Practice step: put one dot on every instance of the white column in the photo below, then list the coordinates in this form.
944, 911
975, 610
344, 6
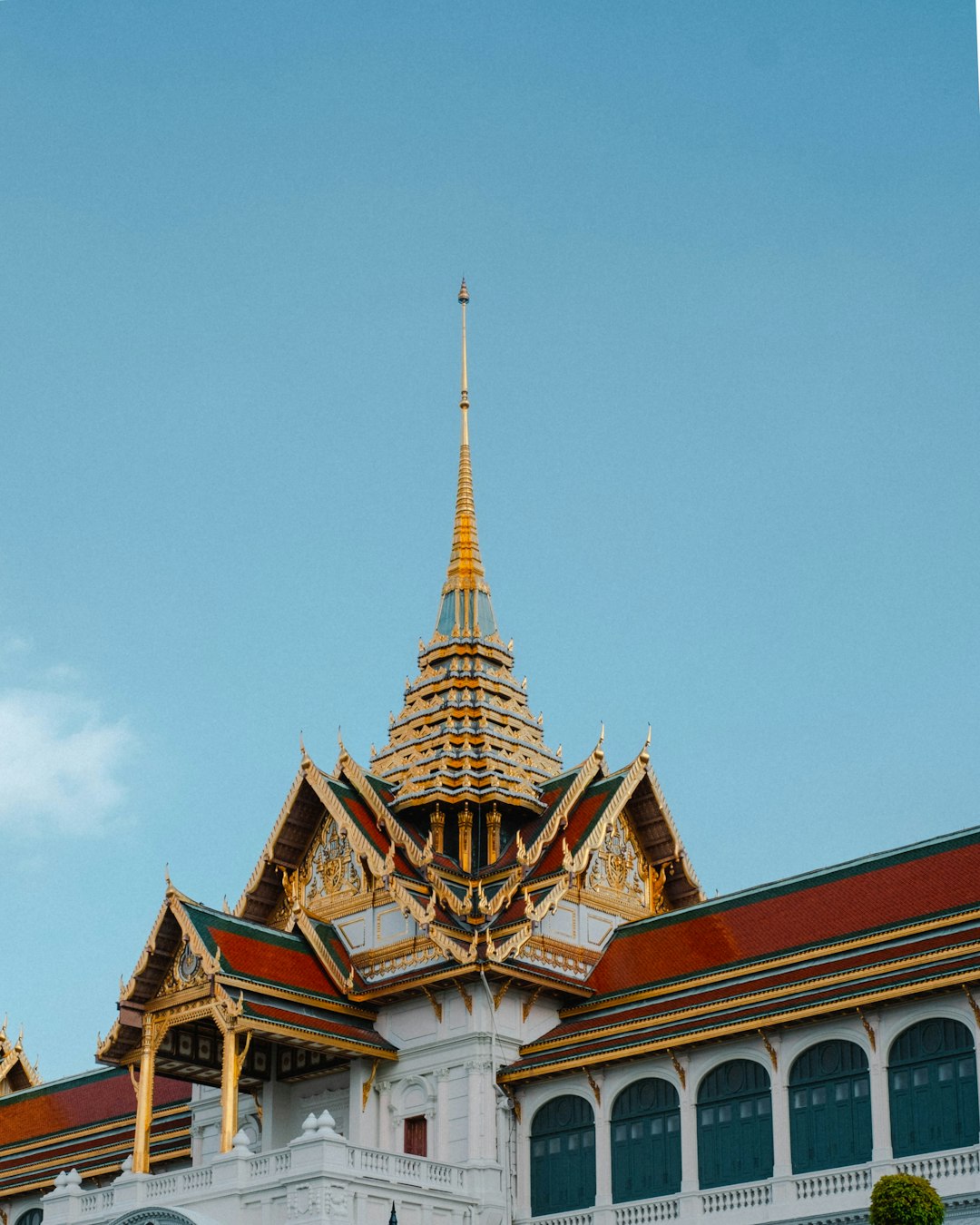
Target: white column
384, 1116
689, 1131
475, 1115
881, 1116
779, 1095
443, 1115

Requirement: When an image appears in the data, skip it and output the rest exactly.

Response:
Practice step: put one dot on every instance of the white column in the photo below, then list the coordinates in this form.
944, 911
975, 610
344, 6
Target: white column
384, 1116
689, 1131
475, 1115
881, 1116
779, 1095
443, 1115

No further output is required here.